** start **
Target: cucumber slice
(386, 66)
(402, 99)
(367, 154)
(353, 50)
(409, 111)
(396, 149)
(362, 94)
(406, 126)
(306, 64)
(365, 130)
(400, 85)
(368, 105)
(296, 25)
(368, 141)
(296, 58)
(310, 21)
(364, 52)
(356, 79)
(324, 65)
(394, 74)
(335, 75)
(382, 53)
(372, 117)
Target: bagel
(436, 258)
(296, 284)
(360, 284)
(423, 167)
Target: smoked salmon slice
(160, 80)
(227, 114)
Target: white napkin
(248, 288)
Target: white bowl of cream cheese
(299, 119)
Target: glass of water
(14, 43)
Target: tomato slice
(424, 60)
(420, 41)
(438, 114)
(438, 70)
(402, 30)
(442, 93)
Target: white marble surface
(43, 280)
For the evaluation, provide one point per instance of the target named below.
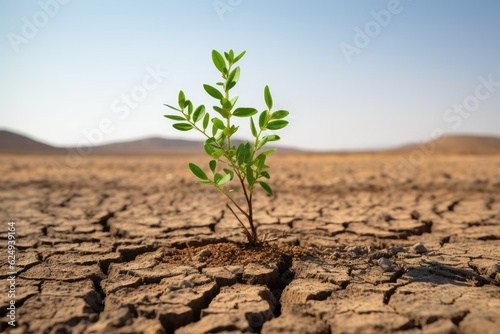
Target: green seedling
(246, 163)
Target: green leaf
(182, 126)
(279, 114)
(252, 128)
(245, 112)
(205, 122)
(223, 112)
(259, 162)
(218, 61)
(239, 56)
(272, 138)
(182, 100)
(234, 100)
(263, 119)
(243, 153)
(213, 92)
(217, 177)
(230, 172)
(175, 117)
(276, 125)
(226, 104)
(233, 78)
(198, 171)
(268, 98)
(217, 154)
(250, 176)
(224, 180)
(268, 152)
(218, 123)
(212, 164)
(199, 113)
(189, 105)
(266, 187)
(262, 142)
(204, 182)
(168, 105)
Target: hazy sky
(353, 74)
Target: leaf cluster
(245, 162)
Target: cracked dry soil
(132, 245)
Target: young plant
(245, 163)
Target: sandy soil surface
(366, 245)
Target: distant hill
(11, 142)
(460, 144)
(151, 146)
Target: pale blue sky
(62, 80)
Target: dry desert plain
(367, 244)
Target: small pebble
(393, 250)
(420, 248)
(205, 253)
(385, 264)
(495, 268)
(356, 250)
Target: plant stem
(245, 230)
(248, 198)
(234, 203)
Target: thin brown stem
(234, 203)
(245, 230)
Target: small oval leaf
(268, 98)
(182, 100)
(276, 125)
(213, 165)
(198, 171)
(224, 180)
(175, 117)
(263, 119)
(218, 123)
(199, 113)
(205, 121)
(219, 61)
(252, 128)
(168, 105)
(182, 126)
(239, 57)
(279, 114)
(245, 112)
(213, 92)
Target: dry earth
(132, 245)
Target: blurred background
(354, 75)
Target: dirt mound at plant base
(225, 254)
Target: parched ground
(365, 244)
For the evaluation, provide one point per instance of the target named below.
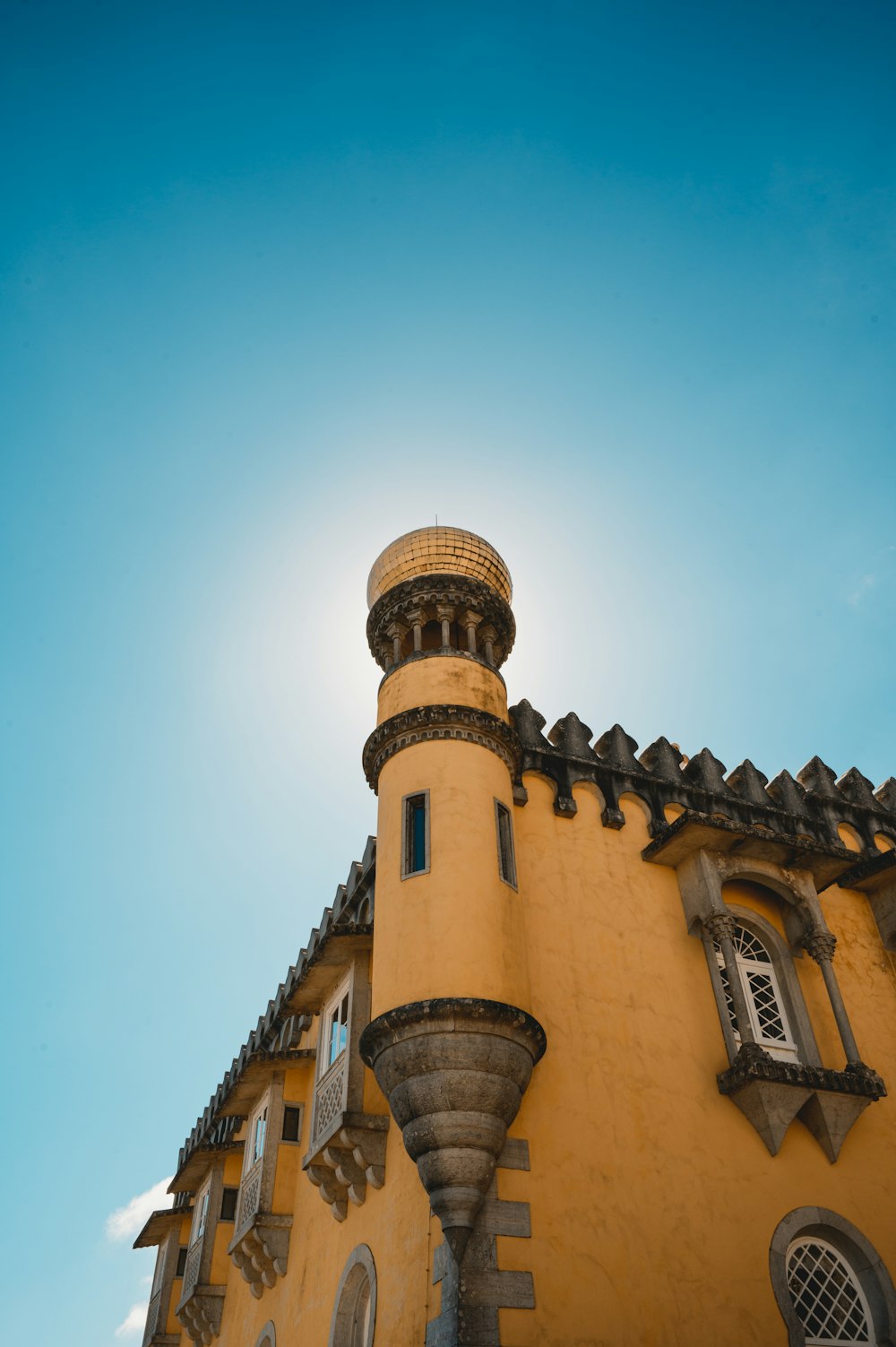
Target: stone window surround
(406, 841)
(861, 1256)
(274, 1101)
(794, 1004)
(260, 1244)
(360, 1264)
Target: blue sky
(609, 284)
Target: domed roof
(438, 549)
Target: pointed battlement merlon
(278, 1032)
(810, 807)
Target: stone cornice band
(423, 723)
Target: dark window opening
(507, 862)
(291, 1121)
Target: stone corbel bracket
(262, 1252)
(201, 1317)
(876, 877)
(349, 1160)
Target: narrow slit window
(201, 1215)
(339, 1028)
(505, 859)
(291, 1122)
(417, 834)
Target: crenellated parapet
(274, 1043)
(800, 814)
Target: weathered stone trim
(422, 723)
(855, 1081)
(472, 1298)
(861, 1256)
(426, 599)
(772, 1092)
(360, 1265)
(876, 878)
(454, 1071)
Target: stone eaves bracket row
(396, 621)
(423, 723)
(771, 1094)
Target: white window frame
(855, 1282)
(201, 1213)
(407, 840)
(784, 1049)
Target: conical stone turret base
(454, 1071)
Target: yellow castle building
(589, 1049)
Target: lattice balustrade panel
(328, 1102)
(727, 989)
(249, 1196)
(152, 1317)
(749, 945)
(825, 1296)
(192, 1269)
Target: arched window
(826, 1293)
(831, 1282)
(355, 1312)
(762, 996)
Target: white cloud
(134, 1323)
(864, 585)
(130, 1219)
** end **
## [TASK BRIEF]
Your copy should hold every record word for word and none of the pictures.

## [EXERCISE RESPONSE]
Target: cucumber slice
(386, 66)
(402, 99)
(367, 154)
(353, 50)
(409, 111)
(396, 149)
(362, 94)
(406, 126)
(306, 64)
(365, 130)
(400, 85)
(368, 105)
(296, 25)
(368, 141)
(296, 58)
(310, 21)
(364, 52)
(356, 79)
(324, 65)
(394, 74)
(335, 75)
(382, 53)
(372, 117)
Target: bagel
(436, 258)
(296, 284)
(360, 284)
(423, 167)
Target: smoked salmon slice
(160, 80)
(227, 114)
Target: white napkin
(248, 288)
Target: white bowl of cream cheese
(299, 119)
Target: glass of water
(14, 43)
Target: tomato slice
(424, 60)
(420, 41)
(438, 114)
(438, 70)
(402, 30)
(442, 93)
Target: white marble surface
(43, 280)
For the evaluation, provide one point per instance of the target named below.
Target: green seedling
(246, 163)
Target: green leaf
(182, 126)
(279, 114)
(252, 128)
(245, 112)
(205, 122)
(223, 112)
(259, 162)
(218, 61)
(239, 56)
(272, 138)
(182, 100)
(234, 100)
(263, 119)
(243, 153)
(213, 92)
(217, 177)
(230, 172)
(175, 117)
(276, 125)
(226, 104)
(233, 78)
(198, 171)
(268, 98)
(217, 154)
(250, 176)
(224, 180)
(268, 152)
(218, 123)
(212, 164)
(199, 113)
(189, 105)
(266, 187)
(262, 142)
(204, 182)
(168, 105)
Target: hazy sky
(353, 74)
Target: leaf cluster
(245, 162)
Target: cracked dry soil
(132, 245)
Target: young plant
(245, 163)
Target: sandy soil surface
(366, 245)
Target: distant hill
(11, 142)
(460, 144)
(151, 146)
Target: pale blue sky
(62, 80)
Target: dry desert plain
(367, 244)
Target: small pebble
(393, 250)
(420, 248)
(205, 253)
(385, 264)
(495, 268)
(356, 250)
Target: plant stem
(245, 230)
(248, 198)
(234, 203)
Target: thin brown stem
(234, 203)
(245, 230)
Target: small oval leaf
(268, 98)
(182, 100)
(276, 125)
(213, 165)
(198, 171)
(224, 180)
(175, 117)
(263, 119)
(218, 123)
(199, 113)
(205, 121)
(219, 61)
(252, 128)
(168, 105)
(182, 126)
(239, 57)
(279, 114)
(245, 112)
(213, 92)
Target: dry earth
(132, 245)
Target: blurred background
(354, 75)
Target: dirt mound at plant base
(225, 254)
Target: parched ground
(365, 244)
For the evaluation, provide one point per instance of the target named below.
Target: stone window surround
(406, 841)
(861, 1256)
(274, 1101)
(794, 1004)
(260, 1244)
(360, 1264)
Target: blue sky
(609, 284)
Target: domed roof
(438, 549)
Target: pointed battlement merlon
(278, 1032)
(810, 807)
Target: stone cornice band
(423, 723)
Target: dark window opening
(507, 862)
(291, 1121)
Target: stone corbel bracket
(262, 1252)
(201, 1317)
(876, 877)
(349, 1160)
Target: narrow slit window
(201, 1215)
(339, 1028)
(505, 859)
(291, 1122)
(417, 834)
Target: crenellated parapet
(274, 1043)
(800, 814)
Target: weathered stone trim
(422, 723)
(855, 1081)
(472, 1298)
(861, 1256)
(426, 599)
(772, 1092)
(360, 1265)
(876, 878)
(454, 1071)
Target: stone eaves bracket row
(396, 621)
(423, 723)
(771, 1094)
Target: white window frame
(855, 1282)
(201, 1213)
(407, 840)
(784, 1049)
Target: conical stone turret base
(454, 1071)
Target: yellow castle building
(589, 1049)
Target: lattice balustrade panel
(328, 1102)
(727, 989)
(249, 1196)
(152, 1317)
(749, 945)
(825, 1296)
(192, 1269)
Target: arched window
(826, 1293)
(831, 1282)
(355, 1312)
(762, 996)
Target: white cloud
(134, 1323)
(864, 585)
(130, 1219)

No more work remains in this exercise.